» Challenges
a - In the wmii mailing list post, what does Denis Grelich propose to use to make RED and the braces invisible?
b - Extend the wmii mailing list post past its final sentence.

» Page
* * *
Re: [wmii] moving liblitz on from Denis Grelich on 2006-05-24 (wmii mail list archive)

From: Denis Grelich <denisg_AT_ueberl33t.info>
Date: Wed, 24 May 2006 14:25:57 +0200

On Wed, 24 May 2006 08:48:58 +0200
"Anselm R. Garbe" <garbeam_AT_wmii.de> wrote:

> On Wed, May 24, 2006 at 01:59:22AM +0200, Denis Grelich wrote:

> > Markup of Font and Style
>
> No, markup is the wrong direction, one better uses a different
> representation for glyph rendering then marking up the data with
> junk.
Of course the internal data strips the markup from the source. I rather
think of something like:

"RED{Sendmail} could allow a IT{remote attacker} to execute
BOLD{arbitrary code} as RED{BOLD{IT{root}}}, caused by a signal BLUE
{race vulnerability}."
with RED and the {} and stuff being invisible through the use of
invisible and ignorable characters from the private/tagging plane. How
the markup is represented internally is another issue.
* * *
» Given entries
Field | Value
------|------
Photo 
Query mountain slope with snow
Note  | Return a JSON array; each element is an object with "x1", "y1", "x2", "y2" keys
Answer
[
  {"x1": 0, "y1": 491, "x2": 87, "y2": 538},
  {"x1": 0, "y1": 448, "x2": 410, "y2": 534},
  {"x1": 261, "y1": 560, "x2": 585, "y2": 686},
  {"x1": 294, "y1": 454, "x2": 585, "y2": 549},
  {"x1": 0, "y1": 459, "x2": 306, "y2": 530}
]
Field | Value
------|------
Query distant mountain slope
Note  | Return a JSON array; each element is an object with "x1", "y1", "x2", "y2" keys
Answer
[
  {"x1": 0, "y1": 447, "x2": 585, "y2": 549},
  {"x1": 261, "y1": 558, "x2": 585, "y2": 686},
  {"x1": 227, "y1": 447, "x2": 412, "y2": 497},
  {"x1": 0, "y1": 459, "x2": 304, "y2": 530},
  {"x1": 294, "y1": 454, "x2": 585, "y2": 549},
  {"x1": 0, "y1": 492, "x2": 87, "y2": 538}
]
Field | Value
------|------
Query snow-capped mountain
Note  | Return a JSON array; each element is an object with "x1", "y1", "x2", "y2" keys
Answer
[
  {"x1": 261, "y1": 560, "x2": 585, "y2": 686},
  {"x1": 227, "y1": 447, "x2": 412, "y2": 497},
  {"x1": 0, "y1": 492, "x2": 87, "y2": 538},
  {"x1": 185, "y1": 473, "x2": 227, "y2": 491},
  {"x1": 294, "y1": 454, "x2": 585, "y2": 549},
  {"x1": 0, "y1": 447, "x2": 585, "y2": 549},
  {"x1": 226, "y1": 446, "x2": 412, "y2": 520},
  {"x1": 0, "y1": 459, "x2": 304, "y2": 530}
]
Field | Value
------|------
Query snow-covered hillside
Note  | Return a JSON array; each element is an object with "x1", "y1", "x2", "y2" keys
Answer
* * *
» Exercise results
a - Invisible and ignorable characters from the private/tagging plane.

b -
> Actually I'm not sure what you mean with gapped arrays,
> but for me something like the following comes to mind, to
> represent text ready for drawing in a terminal-capable
> text-widget:
>
> typedef struct {
> Rune rune;
> Font font;
> Color fg, bg;
> unsigned int w, h;
> Bool invert; /* for selection */
> /* updated by rendering */
> unsigned int x, y;
> } Glyph;

With Rune being a char*-like type, as a Glyph can consist of an
infinite amount of combining characters. With such a structure
for /each/ letter you would use up about a dozen times as much memory!
Just imagine a full-screen text editor with a small font, and then the
user inserts a character. You are going to move several megabytes on
each typed-in character oO

> A text widget is simply a 2-dimensional array of such glyphs:
>
> Glyph widget_data[ROWS][COLS];
>
> Now you have some text as input, e.g.:
>
> char *text =
> "Sendmail could allow a remote attacker to execute arbitrary code
> as root, caused by a signal race vulnerability.";
>
> All you need is a prepare function, which transforms each glyph
> of this text into above widget_data, e.g. using following steps:

How do you handle operations on this text now? Do those operations work
on »text« or on »widget_data?« If they work on »text,« (and if »text«
is no gapped array) then you a) very likely have to reallocate it or
move large parts of it and b) have to drive it through the filter again!
And if you want to operate on the Glyph-array, it makes it again
unneccessarily complex and awfully unperformant to manipulate the text.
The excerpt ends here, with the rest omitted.